Wir haben 11 verschiedene Experten, darunter Journalisten, Forscher, Datenschutzbeauftragte, Berater und Datenwissenschaftler nach ihren Vorstellungen gefragt, wie Privacy Enhancing Technologies (PET) und Datenanonymisierung in unserer datengetriebenen Zukunft helfen können:
Wolfie Christl Datenschutzforscher |
“Firmen benutzen sehr oft das Wort Anonymisierung, wenn wirklich überhaupt nichts anonymisiert ist. […] Das sind sehr oft pseudonymisierte Daten. […] Ich finde es grundsätzlich sinnvoll, dass man Anonymisierungsverfahren verwendet und dann versucht Daten ausführlicher zu nutzen. Wenn das funktioniert, […] brauchen wir in vielen Fällen mehr gesamtgesellschaftlichen Zugriff auf solche Auswertungen, auch insbesondere für das Gemeinwohl.”
Wolfie Christl auf LinkedIn und Twitter.
Oliver Schonschek IT Journalist |
“Viele Unternehmen meinen, Datenschutz werde Big Data weniger wichtig für sie machen, da die Big-Data-Analysen nicht mehr so genau und aussagekräftig sein werden, wenn der Datenschutz auf die Datenbestände angewendet wird.
Anonymisierung scheint für viele Unternehmen die Möglichkeiten und Vorteile von Profiling und Big Data Analytics zu schmälern. Abgesehen davon, dass dies nicht wirklich der Fall ist, hat die Datenschutz-Grundverordnung aber noch ganz andere Folgen für Big Data: Die Sammlung von wird Daten zielgenauer, Speicherkosten werden neu bewertet und die Datenqualität im Storage steigt. Somit wird Big Data dank DSGVO schlanker, preiswerter (nicht unbedingt billiger) und sicherer.”

★ ★ ★ ★

- AUFGABEN -
a – Gib die Passage des Textauszugs zur Anonymisierung von „Wolfie Christl auf“ bis „Datenbestände angewendet wird.“ erneut wieder und tausche dabei „Unternehmen“ gegen „Firmen“ aus.
b – Fasse den Textauszug zur Anonymisierung in zwei Sätzen zusammen.

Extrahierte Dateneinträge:
★ ★ ★ ★

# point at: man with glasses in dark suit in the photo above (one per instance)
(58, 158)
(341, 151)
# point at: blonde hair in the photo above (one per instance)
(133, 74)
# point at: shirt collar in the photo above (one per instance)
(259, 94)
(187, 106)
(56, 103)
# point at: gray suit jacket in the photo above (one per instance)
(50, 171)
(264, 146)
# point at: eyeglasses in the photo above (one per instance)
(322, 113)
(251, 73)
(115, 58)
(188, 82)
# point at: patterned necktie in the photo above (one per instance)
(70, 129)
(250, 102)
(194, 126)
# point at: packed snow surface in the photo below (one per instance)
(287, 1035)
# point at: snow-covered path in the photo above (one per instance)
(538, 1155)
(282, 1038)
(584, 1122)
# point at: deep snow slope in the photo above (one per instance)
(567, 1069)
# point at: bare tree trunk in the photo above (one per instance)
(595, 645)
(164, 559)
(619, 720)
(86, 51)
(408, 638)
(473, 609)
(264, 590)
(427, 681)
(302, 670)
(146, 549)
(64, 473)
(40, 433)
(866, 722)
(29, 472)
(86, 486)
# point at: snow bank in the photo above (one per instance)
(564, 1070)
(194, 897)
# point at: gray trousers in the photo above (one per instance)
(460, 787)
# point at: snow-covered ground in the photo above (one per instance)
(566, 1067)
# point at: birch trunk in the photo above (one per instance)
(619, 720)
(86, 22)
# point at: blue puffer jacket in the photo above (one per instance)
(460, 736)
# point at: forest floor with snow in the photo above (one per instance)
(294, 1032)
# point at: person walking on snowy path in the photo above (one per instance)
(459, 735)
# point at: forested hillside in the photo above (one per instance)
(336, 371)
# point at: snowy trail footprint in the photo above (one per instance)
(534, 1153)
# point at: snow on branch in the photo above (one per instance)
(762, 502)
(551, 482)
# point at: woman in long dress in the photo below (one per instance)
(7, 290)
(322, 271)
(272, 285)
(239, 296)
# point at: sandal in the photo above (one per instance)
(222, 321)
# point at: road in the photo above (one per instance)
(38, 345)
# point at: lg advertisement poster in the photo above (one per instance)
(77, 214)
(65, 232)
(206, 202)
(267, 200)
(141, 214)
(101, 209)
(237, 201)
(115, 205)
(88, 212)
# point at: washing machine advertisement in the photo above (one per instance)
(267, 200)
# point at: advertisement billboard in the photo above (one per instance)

★ ★ ★ ★

- LÖSUNGEN -
a –
Wolfie Christl auf LinkedIn und Twitter.
Oliver Schonschek IT Journalist |
“Viele Firmen meinen, Datenschutz werde Big Data weniger wichtig für sie machen, da die Big-Data-Analysen nicht mehr so genau und aussagekräftig sein werden, wenn der Datenschutz auf die Datenbestände angewendet wird.

b – Wolfie Christl kritisiert, dass Firmen oft von Anonymisierung sprechen, obwohl es sich meist um pseudonymisierte Daten handelt, hält Anonymisierungsverfahren aber grundsätzlich für sinnvoll, um Daten ausführlicher und auch für das Gemeinwohl zu nutzen. Oliver Schonschek hält die Annahme vieler Unternehmen, Anonymisierung schmälere die Vorteile von Big Data, für unzutreffend und sieht Big Data dank DSGVO schlanker, preiswerter und sicherer werden.